### Short problem
Answer these questions about the text on buying a new car.
(a) What happened to the blue Megane a few weeks ago?
(b) What is the ecomotive's official extra urban fuel figure?
(c) What position does the ecomotive currently hold in the supermini category at whatgreencar.com?

### Extract to read

Our blue 1987 Megane catastrophically failed an MOT a few weeks ago (which means that it’s hors de combat, we can’t drive it on public roads, not get it insured). So it’s off to the knackers yard … (yes, we really did have two Renault Meganes, albeit very different models, and yes, we do need two cars given where we live and work) …
… so we’ve just bought a year old Seat Ibiza ecomotive. So that’s two cars we’ve bought where a primary discriminator between cars has been the expected CO2 emissions per km. You may recall that last time we upgraded a car (also due to knackeraciousness of the previous car) we were pleased to significantly decrease our emissions … well this time, the difference is even greater. The ecomotive official extra urban figure is 88 mpg!! (Mind you, I think our red Megane has an official figure of 69 mpg, and we get more like 55 … so if we get 70 with the ecomotive, I think we can be pleased).
From a life cycle point of view, the ecomotive really stands out, currently third on the supermini category at whatgreencar.com, and seventh overall if you ignore electric cars (for now). (As an aside, I think whatgreencar.com is a great site, even if it’s not that firefox friendly, and together with the fuel figures at vcacarfueldata.org.uk should be an essential port of call in pre-car-buying research.)

### Stored records
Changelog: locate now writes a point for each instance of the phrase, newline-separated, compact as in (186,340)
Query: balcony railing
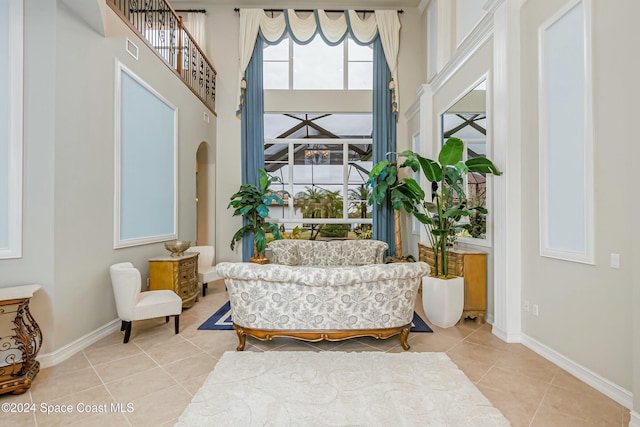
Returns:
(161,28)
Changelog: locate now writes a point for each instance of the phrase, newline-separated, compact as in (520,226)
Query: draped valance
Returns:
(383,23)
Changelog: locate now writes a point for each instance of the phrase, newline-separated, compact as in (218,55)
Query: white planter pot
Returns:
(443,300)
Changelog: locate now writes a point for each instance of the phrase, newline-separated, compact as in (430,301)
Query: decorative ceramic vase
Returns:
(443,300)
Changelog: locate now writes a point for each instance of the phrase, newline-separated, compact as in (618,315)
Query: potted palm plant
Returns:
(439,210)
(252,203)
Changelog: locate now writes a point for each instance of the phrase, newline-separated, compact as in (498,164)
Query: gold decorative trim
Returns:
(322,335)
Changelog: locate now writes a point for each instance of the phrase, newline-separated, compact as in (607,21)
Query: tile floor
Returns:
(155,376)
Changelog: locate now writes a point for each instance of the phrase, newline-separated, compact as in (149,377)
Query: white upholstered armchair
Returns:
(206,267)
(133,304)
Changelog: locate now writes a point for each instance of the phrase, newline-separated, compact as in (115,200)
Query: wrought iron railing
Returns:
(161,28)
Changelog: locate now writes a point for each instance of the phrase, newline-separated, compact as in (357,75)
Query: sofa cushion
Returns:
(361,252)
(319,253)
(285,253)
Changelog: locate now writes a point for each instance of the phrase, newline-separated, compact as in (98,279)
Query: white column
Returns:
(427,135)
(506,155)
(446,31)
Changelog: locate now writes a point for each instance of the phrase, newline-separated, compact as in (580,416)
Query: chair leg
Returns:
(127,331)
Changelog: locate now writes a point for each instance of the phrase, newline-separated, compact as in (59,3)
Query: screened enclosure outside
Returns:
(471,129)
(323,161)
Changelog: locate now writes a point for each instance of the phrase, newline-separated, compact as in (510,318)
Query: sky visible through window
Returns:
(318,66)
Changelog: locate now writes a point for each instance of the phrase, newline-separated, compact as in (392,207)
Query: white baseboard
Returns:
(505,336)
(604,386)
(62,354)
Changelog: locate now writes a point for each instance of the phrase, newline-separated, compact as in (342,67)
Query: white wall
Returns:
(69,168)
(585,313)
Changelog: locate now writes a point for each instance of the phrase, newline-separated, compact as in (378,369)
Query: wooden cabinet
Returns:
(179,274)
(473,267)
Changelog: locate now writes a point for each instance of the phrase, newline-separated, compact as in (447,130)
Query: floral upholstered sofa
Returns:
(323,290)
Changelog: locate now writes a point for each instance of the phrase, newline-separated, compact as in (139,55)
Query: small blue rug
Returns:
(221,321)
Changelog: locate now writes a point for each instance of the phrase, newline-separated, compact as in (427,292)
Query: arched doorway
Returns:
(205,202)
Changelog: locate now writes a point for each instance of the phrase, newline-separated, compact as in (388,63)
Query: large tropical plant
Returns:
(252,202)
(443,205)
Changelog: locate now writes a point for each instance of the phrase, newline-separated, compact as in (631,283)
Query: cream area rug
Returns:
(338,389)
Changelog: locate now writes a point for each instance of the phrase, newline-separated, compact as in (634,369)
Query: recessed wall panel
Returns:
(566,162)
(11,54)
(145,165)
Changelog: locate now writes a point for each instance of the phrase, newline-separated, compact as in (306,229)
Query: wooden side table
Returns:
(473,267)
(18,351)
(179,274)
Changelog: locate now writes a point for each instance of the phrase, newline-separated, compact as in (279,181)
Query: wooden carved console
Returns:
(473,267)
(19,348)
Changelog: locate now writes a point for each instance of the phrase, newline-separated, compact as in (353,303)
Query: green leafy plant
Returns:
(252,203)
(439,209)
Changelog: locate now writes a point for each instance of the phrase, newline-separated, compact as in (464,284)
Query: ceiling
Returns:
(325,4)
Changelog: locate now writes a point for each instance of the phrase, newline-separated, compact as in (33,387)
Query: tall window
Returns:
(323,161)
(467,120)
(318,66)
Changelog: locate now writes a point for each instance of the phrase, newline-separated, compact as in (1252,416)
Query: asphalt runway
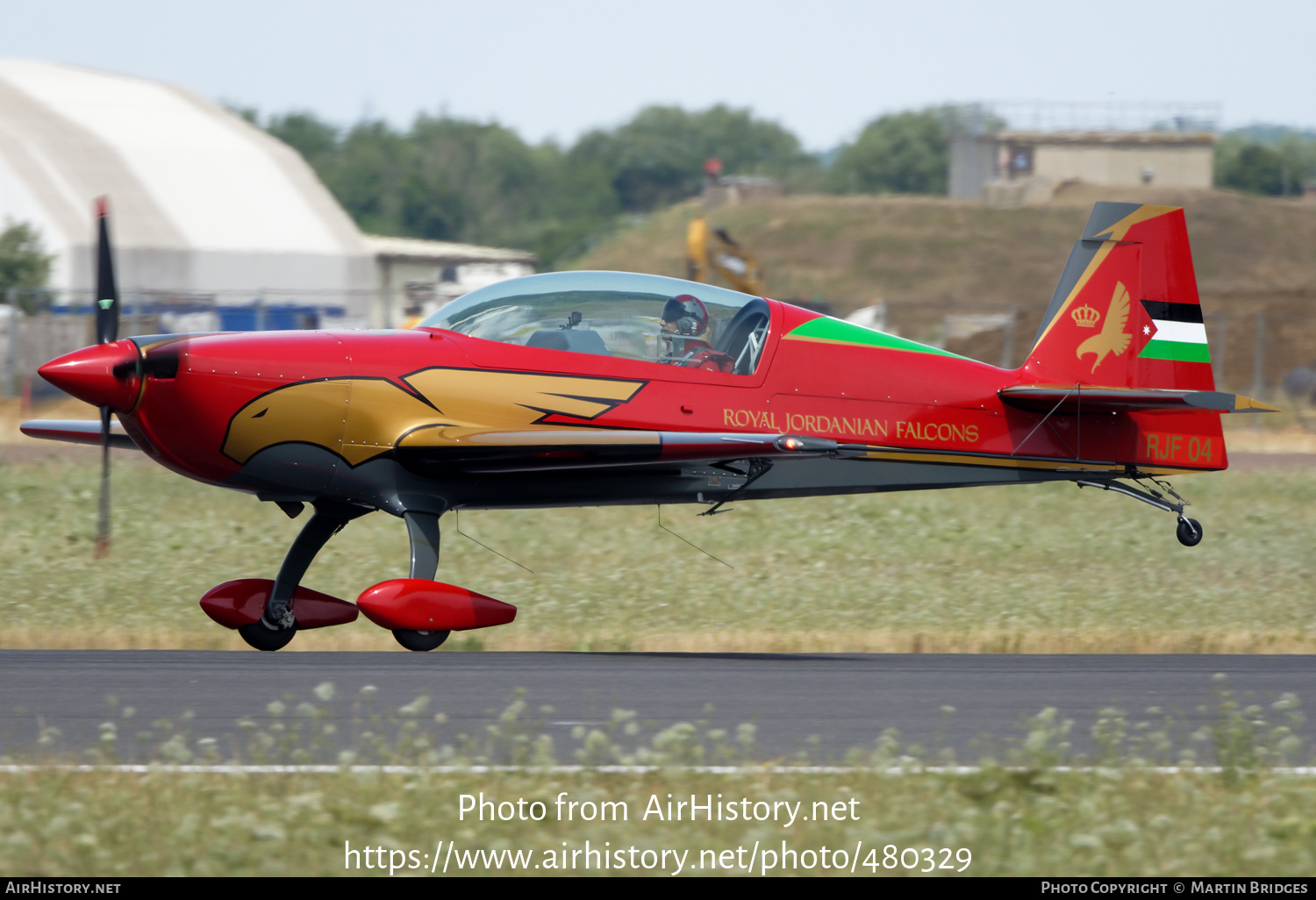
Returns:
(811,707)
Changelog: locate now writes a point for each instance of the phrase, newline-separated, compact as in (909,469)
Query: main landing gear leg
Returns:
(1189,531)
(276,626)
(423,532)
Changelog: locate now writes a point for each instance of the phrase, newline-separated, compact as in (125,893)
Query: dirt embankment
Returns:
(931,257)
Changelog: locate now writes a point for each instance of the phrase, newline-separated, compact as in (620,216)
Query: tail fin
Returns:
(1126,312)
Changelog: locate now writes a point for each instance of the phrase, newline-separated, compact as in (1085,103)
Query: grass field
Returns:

### Response to this task
(a) It catastrophically failed an MOT.
(b) 88 mpg.
(c) Third.